» **Information shown**
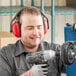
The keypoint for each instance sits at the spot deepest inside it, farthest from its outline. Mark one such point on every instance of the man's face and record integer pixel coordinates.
(31, 30)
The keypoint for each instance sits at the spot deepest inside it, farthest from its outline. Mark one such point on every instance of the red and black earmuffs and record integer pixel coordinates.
(15, 26)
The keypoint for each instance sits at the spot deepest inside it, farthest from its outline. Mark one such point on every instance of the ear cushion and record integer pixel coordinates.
(15, 29)
(45, 25)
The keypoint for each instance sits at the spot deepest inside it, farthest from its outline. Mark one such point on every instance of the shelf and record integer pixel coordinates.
(12, 10)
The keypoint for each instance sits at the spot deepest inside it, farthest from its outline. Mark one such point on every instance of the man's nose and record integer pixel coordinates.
(35, 31)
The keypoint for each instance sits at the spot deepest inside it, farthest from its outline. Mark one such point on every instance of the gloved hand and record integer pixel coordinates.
(39, 70)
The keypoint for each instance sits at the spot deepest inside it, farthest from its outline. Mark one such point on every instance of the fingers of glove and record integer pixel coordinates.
(43, 65)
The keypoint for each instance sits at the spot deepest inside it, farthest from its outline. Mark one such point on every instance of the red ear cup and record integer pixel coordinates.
(15, 29)
(45, 25)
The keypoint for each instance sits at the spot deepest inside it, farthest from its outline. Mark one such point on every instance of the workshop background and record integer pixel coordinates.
(64, 13)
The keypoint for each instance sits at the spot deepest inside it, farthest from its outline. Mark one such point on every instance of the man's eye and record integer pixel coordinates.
(39, 27)
(29, 28)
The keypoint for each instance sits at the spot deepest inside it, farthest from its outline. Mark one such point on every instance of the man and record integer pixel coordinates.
(13, 56)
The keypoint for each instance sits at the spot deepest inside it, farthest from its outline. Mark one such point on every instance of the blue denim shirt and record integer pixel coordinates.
(13, 63)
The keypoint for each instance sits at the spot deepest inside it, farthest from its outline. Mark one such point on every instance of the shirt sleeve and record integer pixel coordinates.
(5, 69)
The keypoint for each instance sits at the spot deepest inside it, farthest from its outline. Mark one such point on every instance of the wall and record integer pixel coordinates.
(60, 20)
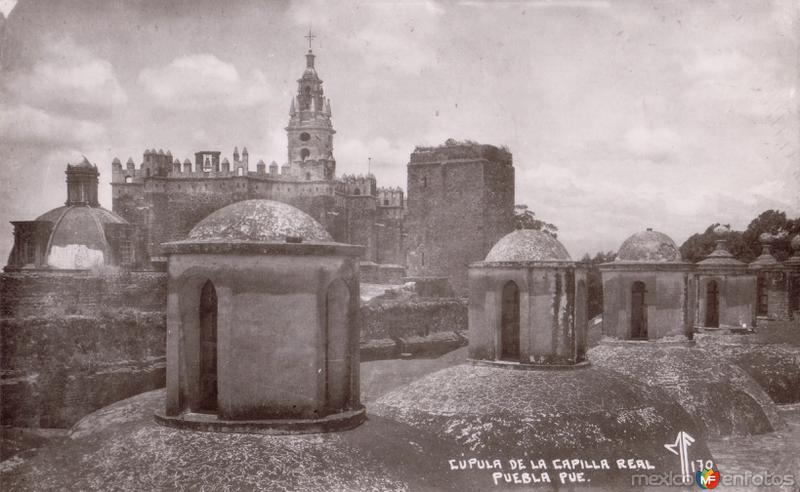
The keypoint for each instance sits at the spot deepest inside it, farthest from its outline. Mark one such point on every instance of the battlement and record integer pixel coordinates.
(391, 197)
(207, 164)
(453, 150)
(351, 184)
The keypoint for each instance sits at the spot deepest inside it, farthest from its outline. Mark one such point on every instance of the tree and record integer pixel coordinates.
(698, 246)
(746, 245)
(526, 219)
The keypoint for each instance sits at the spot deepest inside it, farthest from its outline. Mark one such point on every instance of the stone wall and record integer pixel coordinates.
(736, 299)
(52, 293)
(73, 342)
(668, 300)
(373, 273)
(460, 202)
(383, 319)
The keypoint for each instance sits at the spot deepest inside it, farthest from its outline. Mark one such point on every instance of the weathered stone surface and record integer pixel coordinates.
(718, 394)
(389, 318)
(56, 369)
(649, 246)
(460, 202)
(433, 344)
(122, 448)
(776, 367)
(381, 273)
(259, 220)
(382, 348)
(590, 412)
(52, 293)
(528, 245)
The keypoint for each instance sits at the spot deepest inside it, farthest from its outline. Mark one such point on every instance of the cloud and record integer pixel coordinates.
(68, 78)
(202, 81)
(26, 125)
(655, 144)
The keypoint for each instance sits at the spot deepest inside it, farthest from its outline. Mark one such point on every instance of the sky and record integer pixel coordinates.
(620, 115)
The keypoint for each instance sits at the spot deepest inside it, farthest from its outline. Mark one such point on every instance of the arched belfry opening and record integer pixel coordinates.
(581, 319)
(712, 304)
(638, 311)
(207, 400)
(337, 353)
(509, 323)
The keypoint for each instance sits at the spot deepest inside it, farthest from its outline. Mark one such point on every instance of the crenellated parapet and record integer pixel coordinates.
(351, 184)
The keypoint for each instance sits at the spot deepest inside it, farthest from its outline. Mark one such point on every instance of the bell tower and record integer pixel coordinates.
(310, 132)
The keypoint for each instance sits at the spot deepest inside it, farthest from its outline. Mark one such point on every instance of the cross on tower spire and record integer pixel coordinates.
(309, 37)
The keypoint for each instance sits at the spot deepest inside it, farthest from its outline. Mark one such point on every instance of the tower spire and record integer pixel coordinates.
(309, 37)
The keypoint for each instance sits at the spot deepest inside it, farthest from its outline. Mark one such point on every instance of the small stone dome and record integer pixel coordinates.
(78, 238)
(528, 245)
(649, 246)
(259, 220)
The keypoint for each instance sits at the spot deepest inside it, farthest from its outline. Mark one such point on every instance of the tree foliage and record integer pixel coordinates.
(746, 245)
(526, 219)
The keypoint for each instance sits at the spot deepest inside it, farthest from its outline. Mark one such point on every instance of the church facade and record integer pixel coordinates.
(164, 197)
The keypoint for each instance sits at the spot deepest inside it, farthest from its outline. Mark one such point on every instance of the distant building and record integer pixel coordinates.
(460, 203)
(81, 235)
(725, 289)
(164, 197)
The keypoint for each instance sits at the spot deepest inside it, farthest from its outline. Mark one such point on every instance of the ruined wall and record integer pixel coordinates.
(374, 273)
(387, 319)
(389, 233)
(360, 211)
(460, 202)
(73, 342)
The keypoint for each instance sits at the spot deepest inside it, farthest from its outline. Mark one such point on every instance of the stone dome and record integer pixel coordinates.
(649, 246)
(260, 221)
(78, 237)
(528, 245)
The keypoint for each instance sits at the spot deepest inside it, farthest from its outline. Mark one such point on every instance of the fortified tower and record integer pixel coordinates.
(310, 132)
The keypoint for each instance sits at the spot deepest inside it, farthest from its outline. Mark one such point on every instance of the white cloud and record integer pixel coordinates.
(23, 124)
(68, 78)
(202, 81)
(656, 144)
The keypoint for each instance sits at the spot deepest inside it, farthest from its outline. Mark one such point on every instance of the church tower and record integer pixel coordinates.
(310, 132)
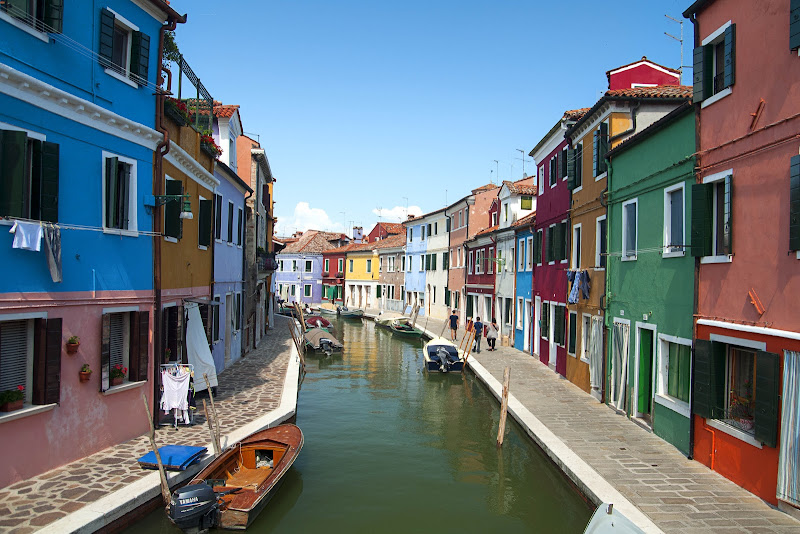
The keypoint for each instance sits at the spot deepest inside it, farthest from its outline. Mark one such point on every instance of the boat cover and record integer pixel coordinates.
(174, 457)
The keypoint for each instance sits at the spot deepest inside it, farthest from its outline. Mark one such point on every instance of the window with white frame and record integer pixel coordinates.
(674, 217)
(629, 227)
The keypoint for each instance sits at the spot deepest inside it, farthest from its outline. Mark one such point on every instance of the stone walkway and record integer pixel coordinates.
(249, 388)
(677, 494)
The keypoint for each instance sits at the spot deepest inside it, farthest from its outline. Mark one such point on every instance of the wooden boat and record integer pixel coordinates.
(442, 355)
(317, 321)
(319, 339)
(231, 491)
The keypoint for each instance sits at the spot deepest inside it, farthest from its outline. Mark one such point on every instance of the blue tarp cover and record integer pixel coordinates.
(174, 457)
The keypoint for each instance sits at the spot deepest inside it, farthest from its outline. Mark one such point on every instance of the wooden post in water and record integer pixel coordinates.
(152, 436)
(503, 407)
(214, 441)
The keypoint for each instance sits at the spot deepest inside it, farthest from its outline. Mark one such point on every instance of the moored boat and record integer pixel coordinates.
(442, 355)
(231, 491)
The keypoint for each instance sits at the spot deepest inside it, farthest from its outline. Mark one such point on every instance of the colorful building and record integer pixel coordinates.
(746, 237)
(77, 143)
(650, 274)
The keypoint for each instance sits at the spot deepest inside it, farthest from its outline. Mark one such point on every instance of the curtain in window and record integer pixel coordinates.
(789, 456)
(619, 365)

» **The request**
Rewrite every row above with "integer" changed to "whole-number" and nothing else altered, and leave the pictures out.

» **Complete answer**
The keypoint for each instance sits at the spot deepest inside it, farthest from its outline. Mark one such point on every instance of the man's face and record whole-number pixel coordinates.
(31, 30)
The keypoint for each instance sits at the spot deepest inside it, farthest from its outline. Mark one such point on every instance of the red and black earmuffs and record whole-number pixel coordinates.
(15, 26)
The keypoint for each instance sits at the spot deepest inside it, farthest from its outline. Mark one such point on every instance of the ear cushion and record whole-number pixel coordinates.
(15, 29)
(45, 25)
The keypoint for each instance sits at the spot deepest inside it, farthest from its outline. Mark one such point on every instance of the shelf and record whole-number pixel coordinates.
(12, 10)
The keypoint for each instance sits at the spot deepest inside it, farthest from its outline. Mark one such point on every instance of the man's nose and record whole-number pixel coordinates.
(35, 31)
The keypoint for each instance sits at the spot deepest inside it, farthest from its outline. Mark one such point on every instance of the gloved hand and record whole-number pixel coordinates.
(39, 70)
The keypoint for each instance sits at the spot deepest inside it, farthest from its outline. Mark one such point on every instance of the fingers of glove and record whole-number pixel coordinates.
(43, 65)
The keypoint for each instance sits at the spot deepest inside it, farthest from its outline. Mark one such point on every instance of the red ear cup and record whole-number pixel coordinates.
(15, 29)
(45, 25)
The keypoint for each instance sits at the spot deepest inside it, farthest from its outline. Mark one such point on every instance of the workshop background and record whole-number pixel coordinates.
(64, 13)
The keypoint for each instance sits at the spot deepest inside it, farthest from its outline. Mark one such point on every instance of the man's eye and record whole-number pixel coordinates.
(39, 27)
(29, 28)
The keypoint for each instance sits at the spot deepest inside it, farthest from its outline. Mark one such point on every instance of the man and record whole-number pixel coordinates.
(13, 56)
The keypoint for each instance sits at the spot deepest inside it, farthest from its outline. Mark one such point on every instance of the blue denim shirt and record whole-number pixel coordinates.
(13, 63)
The keypoint for each instance sits at the spot deepest inside it, farthest from its outline. Mark one such point on every instance of the shirt sleeve and record whole-number pixel coordinates.
(5, 69)
The keypoint for each instance sits at the spot deepest inside it, farthest from its outline. Mark one such point on every instance of the wall and record whole-number pixel coordinates.
(60, 20)
The keypoint for each instance sits at the spot deepest inside it, farthest from its outline. Mark one such point on every instance of the battlement and record whole-number pixel coordinates.
(391, 197)
(207, 164)
(453, 150)
(351, 184)
The keypoint for each instance sits at the spot deepest inside it, farthest from its outline. Mark one such point on every instance of the tree and record whole-number pixel coordinates.
(698, 246)
(746, 245)
(526, 219)
The keypoint for each instance sits at the spot deepest inside it, farthest from its outline. Mark one such point on every instance of the stone wall and record whole-number pixel coordinates.
(736, 299)
(52, 293)
(73, 342)
(668, 300)
(373, 273)
(460, 202)
(383, 319)
The keypoint for each instance sits at the spot deepest inside it, farthest from its outline. Mark one such point on every instance of the weathered stone surface and record whole-number pixel coordinates.
(718, 394)
(389, 318)
(56, 369)
(649, 246)
(460, 202)
(433, 344)
(122, 448)
(776, 367)
(381, 273)
(259, 220)
(382, 348)
(590, 412)
(52, 293)
(528, 245)
The keypoint for each instance sits at the spot deepest inside it, farthest from its outline. Mark one such point on every instance of the cloud and record whole-number pixel coordinates.
(68, 78)
(202, 81)
(26, 125)
(655, 144)
The keypoint for each instance sits at the spot deepest inside it, farthest from its outline. Mark one such point on every instance of the sky and record whole-number pixel coordinates.
(620, 115)
The keypoint for each instance sits at the spot deepest inside it, farthest from its outline. Mark one such point on every instance of the arched belfry opening and record whole-number pixel coordinates.
(581, 319)
(712, 304)
(638, 311)
(207, 400)
(337, 353)
(509, 323)
The keypoint for each instance sits at the spot deepest inside it, farthest from its outline. Mark one such point on every instance of the crenellated parapet and record whole-number pixel coordinates.
(351, 184)
The keypoint for each instance sits at the spot deepest inside it, farthest from its outline. Mark one such point on every instance of the bell tower and record whole-number pixel coordinates.
(310, 132)
The keypoint for each instance sits at the spot deepest inside it, farthest from its outline. Mark one such point on every instance of the cross on tower spire and record whole-number pixel coordinates.
(309, 37)
The keypoint for each instance sits at the spot deepest inside it, farthest from its outline. Mark one such point on every instance of the tower spire and record whole-number pixel coordinates.
(309, 37)
The keypoint for each instance sits at the spot deepest inside it, farthest from its outline. Mark one such point on every instance of the small stone dome and record whole-number pixel coordinates.
(78, 238)
(528, 245)
(649, 246)
(259, 220)
The keypoint for each instance sits at the spot deepest inside it, farthest from its outline. Mark one such point on every instance of the tree foliage and record whole-number pixel coordinates.
(746, 245)
(526, 219)
The keypoint for each instance sits at the spot deepest inside it, farthest from its outline. Mark one such point on every instance of the church facade and record whole-number pixel coordinates.
(164, 197)
The keypoint for each instance sits at the spot deepest inside it, farthest from its outline. Mark one such point on every instance of the distant building and record whole-number pixel coordinates.
(460, 203)
(81, 235)
(725, 289)
(164, 197)
The keypoint for each instance sits at the spot deepest inside it, farthest from its outline. Mark one such point on every instance of the ruined wall and record whole-number pixel coordinates.
(374, 273)
(387, 319)
(389, 233)
(360, 211)
(460, 202)
(73, 342)
The keypoint for each instance sits at the spot deepest inside it, farthest from its outline. Mark one such point on every instance of the stone dome and record whole-number pixel coordinates.
(649, 246)
(260, 221)
(78, 237)
(528, 245)
The keypoint for each instance sits at the spot deepest inside it, farthest from its outline. Mark one such point on every instance of the fortified tower and record whole-number pixel coordinates.
(310, 132)
The keypoint for each instance sits at the spot deepest inside it, farthest from its outline. Mark one such point on every instance of the white cloud and record whole-number pixel coordinates.
(23, 124)
(68, 78)
(202, 81)
(656, 144)
The keypoint for each instance sits at the spot deepest inside it, farthest from its outline. Mark one such point on every instance of the church tower and record whole-number pixel coordinates.
(310, 132)
The keypoint for each instance sits at the spot deepest inside it, farthest from its outline. Mark one such point on every instance of the boat cover and record whole-number pixel coordinates.
(174, 457)
The keypoint for each instance sits at the spot deepest inside it, farthest from its outline. Mark one such point on every instance of the window with white frame and record whole-number pixel coordinates.
(674, 217)
(629, 227)
The keypoint for each instance sits at the spot deepest inside it, farthest from its outline. Mark one such point on every instance of the stone walkway and record whole-number pixel coordinates.
(249, 388)
(677, 494)
The keypoint for each instance sits at the spot deepest inside it, farthest from its outline. Mark one such point on every instance of the wooden boat and record whole-number pixel coordinates.
(442, 355)
(317, 321)
(319, 339)
(231, 491)
The keypoint for each instance sits at the spot deepest inside it, farthest from its outline. Mark one such point on every instance of the blue tarp cover and record whole-number pixel coordinates.
(174, 457)
The keypoint for each instance sits at the spot deepest inside it, farthest from its outline. Mark one such point on every instance of the wooden post in water and record whole-number pixel coordinates.
(152, 436)
(503, 407)
(214, 441)
The keypoint for each instance sits at the spot deepest inside it, farthest from its outline. Mark one such point on every instance of the moored boat and record whole-number pixel coordinates.
(442, 355)
(231, 491)
The keypoint for each instance sits at the spot deepest inside it, farthest from its outline. Mark one such point on every instance of the colorful building and record whole-number pixel coordinates.
(746, 237)
(77, 143)
(650, 274)
The keypoint for each instance sits at the spot deepest inside it, farthest from its outline. Mark one such point on every instance of the curtain in window and record whole-number pixel coordinates.
(789, 456)
(619, 365)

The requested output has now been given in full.